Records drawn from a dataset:
- - -

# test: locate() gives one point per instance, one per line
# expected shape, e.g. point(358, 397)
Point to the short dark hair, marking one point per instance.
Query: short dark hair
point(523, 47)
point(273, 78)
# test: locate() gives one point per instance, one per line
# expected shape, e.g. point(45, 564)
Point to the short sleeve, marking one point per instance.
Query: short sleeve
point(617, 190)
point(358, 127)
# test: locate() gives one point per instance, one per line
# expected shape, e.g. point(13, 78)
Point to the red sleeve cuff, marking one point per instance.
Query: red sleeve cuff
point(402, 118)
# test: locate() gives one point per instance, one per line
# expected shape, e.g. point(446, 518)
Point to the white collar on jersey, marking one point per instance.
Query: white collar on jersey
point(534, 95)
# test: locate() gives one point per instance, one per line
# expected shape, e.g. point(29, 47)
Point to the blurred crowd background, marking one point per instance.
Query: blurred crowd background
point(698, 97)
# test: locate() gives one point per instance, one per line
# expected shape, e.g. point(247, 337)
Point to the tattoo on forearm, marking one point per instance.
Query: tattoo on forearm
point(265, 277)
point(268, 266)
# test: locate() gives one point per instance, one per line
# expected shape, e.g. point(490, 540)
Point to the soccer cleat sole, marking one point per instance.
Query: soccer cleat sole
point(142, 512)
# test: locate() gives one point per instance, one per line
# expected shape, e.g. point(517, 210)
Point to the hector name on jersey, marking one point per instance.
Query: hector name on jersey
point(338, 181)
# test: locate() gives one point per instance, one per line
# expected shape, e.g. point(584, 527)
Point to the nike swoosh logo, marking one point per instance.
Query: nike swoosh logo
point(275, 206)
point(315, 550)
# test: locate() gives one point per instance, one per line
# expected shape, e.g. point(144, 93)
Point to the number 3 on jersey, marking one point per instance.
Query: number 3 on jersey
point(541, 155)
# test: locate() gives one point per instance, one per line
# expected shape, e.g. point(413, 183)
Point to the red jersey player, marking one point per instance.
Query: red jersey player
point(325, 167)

- - -

### EXERCISE DETAILS
Search the records for the string "expected" and, wherever a line contains it, please copy that line.

### RESPONSE TO THIS EXERCISE
# expected shape, e.g. point(358, 397)
# expected shape, e.g. point(45, 564)
# expected shape, e.g. point(13, 78)
# expected shape, e.g. point(446, 518)
# expected shape, e.g. point(29, 47)
# expected shape, e.g. point(247, 337)
# expected shape, e.g. point(490, 540)
# expected shape, e.g. point(517, 210)
# expected shape, e.g. point(584, 527)
# expected shape, e.g. point(144, 93)
# expected shape, e.g. point(413, 183)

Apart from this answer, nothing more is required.